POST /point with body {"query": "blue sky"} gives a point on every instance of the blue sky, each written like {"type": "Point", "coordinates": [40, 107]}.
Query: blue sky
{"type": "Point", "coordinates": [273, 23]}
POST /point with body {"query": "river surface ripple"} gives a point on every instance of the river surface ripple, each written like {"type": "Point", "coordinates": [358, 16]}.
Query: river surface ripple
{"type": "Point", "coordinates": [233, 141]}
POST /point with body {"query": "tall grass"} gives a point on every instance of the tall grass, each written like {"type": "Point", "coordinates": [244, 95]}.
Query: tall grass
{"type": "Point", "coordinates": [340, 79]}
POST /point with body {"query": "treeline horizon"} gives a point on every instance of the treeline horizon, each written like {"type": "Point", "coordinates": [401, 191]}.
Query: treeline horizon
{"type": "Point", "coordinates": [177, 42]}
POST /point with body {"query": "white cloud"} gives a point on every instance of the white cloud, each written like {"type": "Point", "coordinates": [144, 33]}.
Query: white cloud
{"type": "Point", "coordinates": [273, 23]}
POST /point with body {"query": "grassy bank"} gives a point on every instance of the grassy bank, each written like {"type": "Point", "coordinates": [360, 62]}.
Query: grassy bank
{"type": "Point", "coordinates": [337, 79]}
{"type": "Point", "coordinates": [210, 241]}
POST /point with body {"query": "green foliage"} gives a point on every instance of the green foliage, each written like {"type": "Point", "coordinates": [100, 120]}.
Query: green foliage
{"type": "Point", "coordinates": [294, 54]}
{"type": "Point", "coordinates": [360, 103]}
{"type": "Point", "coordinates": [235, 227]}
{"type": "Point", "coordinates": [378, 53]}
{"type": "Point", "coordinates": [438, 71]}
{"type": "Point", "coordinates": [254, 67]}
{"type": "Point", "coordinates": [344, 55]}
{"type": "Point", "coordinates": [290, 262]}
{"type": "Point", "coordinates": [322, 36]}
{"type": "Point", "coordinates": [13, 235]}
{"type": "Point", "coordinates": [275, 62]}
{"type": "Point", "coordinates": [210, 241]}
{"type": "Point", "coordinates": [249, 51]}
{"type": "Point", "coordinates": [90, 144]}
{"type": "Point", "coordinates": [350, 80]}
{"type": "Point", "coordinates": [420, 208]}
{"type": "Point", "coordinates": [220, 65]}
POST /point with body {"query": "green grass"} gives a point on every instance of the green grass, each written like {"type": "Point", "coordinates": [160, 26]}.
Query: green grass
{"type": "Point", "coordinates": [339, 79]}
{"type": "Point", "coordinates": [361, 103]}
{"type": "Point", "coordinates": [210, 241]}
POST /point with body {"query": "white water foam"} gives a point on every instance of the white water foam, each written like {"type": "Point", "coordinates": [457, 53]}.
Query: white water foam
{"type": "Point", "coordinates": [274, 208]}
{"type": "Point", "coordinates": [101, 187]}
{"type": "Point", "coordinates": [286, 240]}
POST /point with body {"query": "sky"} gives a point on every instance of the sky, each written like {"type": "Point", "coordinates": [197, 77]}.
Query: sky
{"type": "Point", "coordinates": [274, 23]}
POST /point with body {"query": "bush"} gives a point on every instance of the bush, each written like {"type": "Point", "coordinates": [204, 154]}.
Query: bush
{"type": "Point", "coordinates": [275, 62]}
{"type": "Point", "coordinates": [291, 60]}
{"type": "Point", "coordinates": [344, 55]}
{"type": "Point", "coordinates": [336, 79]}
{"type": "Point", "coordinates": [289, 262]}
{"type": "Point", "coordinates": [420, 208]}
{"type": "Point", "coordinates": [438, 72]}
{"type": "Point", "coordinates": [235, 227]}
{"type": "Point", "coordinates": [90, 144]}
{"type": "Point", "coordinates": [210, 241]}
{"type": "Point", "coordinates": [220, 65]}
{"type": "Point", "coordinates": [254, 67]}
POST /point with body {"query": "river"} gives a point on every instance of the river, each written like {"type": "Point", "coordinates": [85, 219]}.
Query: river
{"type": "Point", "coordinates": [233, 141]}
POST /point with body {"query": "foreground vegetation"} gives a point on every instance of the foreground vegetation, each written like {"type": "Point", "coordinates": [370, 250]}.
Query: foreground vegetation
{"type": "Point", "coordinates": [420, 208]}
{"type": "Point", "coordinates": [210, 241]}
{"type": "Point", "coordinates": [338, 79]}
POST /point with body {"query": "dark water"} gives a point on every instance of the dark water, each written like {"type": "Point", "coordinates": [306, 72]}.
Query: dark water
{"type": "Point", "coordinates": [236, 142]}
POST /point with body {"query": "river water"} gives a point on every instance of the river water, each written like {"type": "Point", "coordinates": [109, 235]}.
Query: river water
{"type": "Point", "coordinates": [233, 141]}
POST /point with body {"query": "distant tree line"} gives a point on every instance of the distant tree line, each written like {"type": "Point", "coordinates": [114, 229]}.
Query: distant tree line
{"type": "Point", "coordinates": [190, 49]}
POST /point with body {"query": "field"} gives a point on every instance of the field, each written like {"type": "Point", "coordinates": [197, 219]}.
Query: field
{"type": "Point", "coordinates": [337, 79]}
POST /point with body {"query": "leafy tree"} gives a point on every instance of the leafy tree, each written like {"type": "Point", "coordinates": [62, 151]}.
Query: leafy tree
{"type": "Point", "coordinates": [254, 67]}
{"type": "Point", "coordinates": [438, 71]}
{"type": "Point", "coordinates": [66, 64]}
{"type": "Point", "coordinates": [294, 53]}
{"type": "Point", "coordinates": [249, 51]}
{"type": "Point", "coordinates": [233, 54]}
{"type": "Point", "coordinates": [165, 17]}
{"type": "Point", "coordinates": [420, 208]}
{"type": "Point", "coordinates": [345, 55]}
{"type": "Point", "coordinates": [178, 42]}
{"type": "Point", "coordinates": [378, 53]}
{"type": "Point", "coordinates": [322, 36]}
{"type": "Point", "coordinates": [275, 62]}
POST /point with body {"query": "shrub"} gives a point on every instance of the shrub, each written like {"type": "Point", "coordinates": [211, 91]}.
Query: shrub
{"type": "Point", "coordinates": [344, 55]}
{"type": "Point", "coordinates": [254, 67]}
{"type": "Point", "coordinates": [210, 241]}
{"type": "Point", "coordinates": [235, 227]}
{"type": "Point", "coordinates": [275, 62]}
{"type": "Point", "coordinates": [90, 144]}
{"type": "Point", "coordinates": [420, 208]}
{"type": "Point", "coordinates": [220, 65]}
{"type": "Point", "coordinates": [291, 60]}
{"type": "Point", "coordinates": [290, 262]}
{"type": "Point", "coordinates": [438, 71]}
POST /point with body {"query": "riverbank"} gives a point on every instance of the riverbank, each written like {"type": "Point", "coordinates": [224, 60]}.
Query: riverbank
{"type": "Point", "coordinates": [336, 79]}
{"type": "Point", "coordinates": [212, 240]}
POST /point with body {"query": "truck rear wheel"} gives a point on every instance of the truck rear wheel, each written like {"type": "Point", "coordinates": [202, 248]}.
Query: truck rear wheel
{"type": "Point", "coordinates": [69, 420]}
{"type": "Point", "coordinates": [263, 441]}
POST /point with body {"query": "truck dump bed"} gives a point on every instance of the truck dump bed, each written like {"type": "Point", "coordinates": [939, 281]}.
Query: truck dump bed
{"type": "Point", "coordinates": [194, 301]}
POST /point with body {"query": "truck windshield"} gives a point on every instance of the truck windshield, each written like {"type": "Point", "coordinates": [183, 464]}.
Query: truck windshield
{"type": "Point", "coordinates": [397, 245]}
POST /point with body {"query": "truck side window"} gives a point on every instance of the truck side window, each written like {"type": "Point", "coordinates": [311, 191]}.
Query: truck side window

Exercise instructions → Could you quote the material above in full, exactly as it stands?

Response below →
POST /point with body {"query": "blue sky"} gives a point on every instance of the blue sky, each written like {"type": "Point", "coordinates": [40, 107]}.
Query: blue sky
{"type": "Point", "coordinates": [273, 23]}
POST /point with body {"query": "river surface ripple"} gives a point on every instance of the river surface ripple, each written like {"type": "Point", "coordinates": [358, 16]}.
Query: river surface ripple
{"type": "Point", "coordinates": [233, 141]}
POST /point with body {"query": "tall grass"} gives a point on every instance of the tall grass, each written like {"type": "Point", "coordinates": [244, 95]}.
Query: tall grass
{"type": "Point", "coordinates": [340, 79]}
POST /point with body {"query": "treeline horizon"} gives a point on every instance of the treeline horizon, each written like {"type": "Point", "coordinates": [401, 191]}.
Query: treeline horizon
{"type": "Point", "coordinates": [177, 42]}
POST /point with body {"query": "white cloud"} gives a point on every instance of the white cloud, each written like {"type": "Point", "coordinates": [144, 33]}.
Query: white cloud
{"type": "Point", "coordinates": [273, 23]}
POST /point with body {"query": "grassy bank"} gives a point on every instance of the grassy bank, each written like {"type": "Point", "coordinates": [360, 62]}.
Query: grassy bank
{"type": "Point", "coordinates": [337, 79]}
{"type": "Point", "coordinates": [210, 241]}
POST /point with body {"query": "green foliage"} gives a point on every instance of the green foliage, each written like {"type": "Point", "coordinates": [100, 120]}.
Query: green foliage
{"type": "Point", "coordinates": [294, 54]}
{"type": "Point", "coordinates": [360, 103]}
{"type": "Point", "coordinates": [235, 227]}
{"type": "Point", "coordinates": [378, 53]}
{"type": "Point", "coordinates": [438, 71]}
{"type": "Point", "coordinates": [254, 67]}
{"type": "Point", "coordinates": [344, 55]}
{"type": "Point", "coordinates": [290, 262]}
{"type": "Point", "coordinates": [322, 36]}
{"type": "Point", "coordinates": [13, 235]}
{"type": "Point", "coordinates": [275, 62]}
{"type": "Point", "coordinates": [210, 241]}
{"type": "Point", "coordinates": [249, 51]}
{"type": "Point", "coordinates": [90, 144]}
{"type": "Point", "coordinates": [350, 80]}
{"type": "Point", "coordinates": [420, 208]}
{"type": "Point", "coordinates": [220, 65]}
POST /point with body {"query": "green grass"} gives a point on every instance of the green grass, each written like {"type": "Point", "coordinates": [160, 26]}.
Query: green grass
{"type": "Point", "coordinates": [339, 79]}
{"type": "Point", "coordinates": [361, 103]}
{"type": "Point", "coordinates": [210, 241]}
POST /point with body {"query": "white water foam"} gives a point on every instance of the white water foam, each written like {"type": "Point", "coordinates": [457, 53]}.
Query: white water foam
{"type": "Point", "coordinates": [274, 208]}
{"type": "Point", "coordinates": [101, 187]}
{"type": "Point", "coordinates": [286, 240]}
POST /point with body {"query": "sky"} gives a point on every instance of the sky, each written like {"type": "Point", "coordinates": [197, 77]}.
Query: sky
{"type": "Point", "coordinates": [274, 23]}
POST /point with body {"query": "bush"} gives a point on every instance of the bush, each written like {"type": "Point", "coordinates": [204, 154]}.
Query: bush
{"type": "Point", "coordinates": [275, 62]}
{"type": "Point", "coordinates": [291, 60]}
{"type": "Point", "coordinates": [344, 55]}
{"type": "Point", "coordinates": [336, 79]}
{"type": "Point", "coordinates": [289, 262]}
{"type": "Point", "coordinates": [420, 208]}
{"type": "Point", "coordinates": [438, 72]}
{"type": "Point", "coordinates": [235, 227]}
{"type": "Point", "coordinates": [90, 144]}
{"type": "Point", "coordinates": [210, 241]}
{"type": "Point", "coordinates": [220, 65]}
{"type": "Point", "coordinates": [254, 67]}
POST /point with body {"query": "river"} gives a point on every instance of the river, each written like {"type": "Point", "coordinates": [85, 219]}.
Query: river
{"type": "Point", "coordinates": [233, 141]}
POST /point with body {"query": "foreground vegetation"} gives a point on every instance of the foreground vegetation, each written like {"type": "Point", "coordinates": [370, 250]}.
Query: foreground vegetation
{"type": "Point", "coordinates": [420, 208]}
{"type": "Point", "coordinates": [210, 241]}
{"type": "Point", "coordinates": [338, 79]}
POST /point with body {"query": "dark water"} gives a point on every instance of the dark water, each written like {"type": "Point", "coordinates": [306, 72]}.
Query: dark water
{"type": "Point", "coordinates": [236, 142]}
POST /point with body {"query": "river water"} gives a point on every instance of the river water, each written like {"type": "Point", "coordinates": [109, 235]}.
Query: river water
{"type": "Point", "coordinates": [233, 141]}
POST /point with body {"query": "distant tree line"} gives a point on every instance of the distant tree line, each written like {"type": "Point", "coordinates": [114, 229]}.
Query: distant tree line
{"type": "Point", "coordinates": [190, 49]}
POST /point with body {"query": "field"} gives a point on every instance of the field, each written like {"type": "Point", "coordinates": [197, 219]}.
Query: field
{"type": "Point", "coordinates": [337, 79]}
POST /point with body {"query": "leafy tree"} gives a point on every instance of the leafy tree, each written like {"type": "Point", "coordinates": [62, 151]}.
Query: leafy tree
{"type": "Point", "coordinates": [254, 67]}
{"type": "Point", "coordinates": [438, 71]}
{"type": "Point", "coordinates": [66, 64]}
{"type": "Point", "coordinates": [294, 53]}
{"type": "Point", "coordinates": [249, 51]}
{"type": "Point", "coordinates": [233, 54]}
{"type": "Point", "coordinates": [165, 17]}
{"type": "Point", "coordinates": [420, 208]}
{"type": "Point", "coordinates": [345, 55]}
{"type": "Point", "coordinates": [178, 42]}
{"type": "Point", "coordinates": [378, 53]}
{"type": "Point", "coordinates": [322, 36]}
{"type": "Point", "coordinates": [275, 62]}
POST /point with body {"query": "shrub"} gives a point on every instance of the shrub, each written like {"type": "Point", "coordinates": [211, 91]}.
Query: shrub
{"type": "Point", "coordinates": [344, 55]}
{"type": "Point", "coordinates": [254, 67]}
{"type": "Point", "coordinates": [210, 241]}
{"type": "Point", "coordinates": [235, 227]}
{"type": "Point", "coordinates": [275, 62]}
{"type": "Point", "coordinates": [90, 144]}
{"type": "Point", "coordinates": [420, 208]}
{"type": "Point", "coordinates": [220, 65]}
{"type": "Point", "coordinates": [291, 60]}
{"type": "Point", "coordinates": [290, 262]}
{"type": "Point", "coordinates": [438, 71]}
POST /point with body {"query": "riverbank"} gives a point on every instance of the riverbank, each written like {"type": "Point", "coordinates": [224, 60]}.
Query: riverbank
{"type": "Point", "coordinates": [336, 79]}
{"type": "Point", "coordinates": [212, 240]}
POST /point with body {"query": "truck rear wheel"} gives a point on every instance of the truck rear wheel, each written like {"type": "Point", "coordinates": [202, 248]}.
Query: truck rear wheel
{"type": "Point", "coordinates": [69, 420]}
{"type": "Point", "coordinates": [263, 441]}
POST /point with body {"query": "truck dump bed"} gives a point on every instance of the truck dump bed, each written like {"type": "Point", "coordinates": [939, 281]}.
Query: truck dump bed
{"type": "Point", "coordinates": [194, 301]}
POST /point with body {"query": "truck windshield"} gives a point on every instance of the truck windshield, each written like {"type": "Point", "coordinates": [183, 464]}.
Query: truck windshield
{"type": "Point", "coordinates": [397, 245]}
POST /point with body {"query": "truck side window"} gives a point on every instance of the truck side window, each written like {"type": "Point", "coordinates": [311, 191]}.
Query: truck side window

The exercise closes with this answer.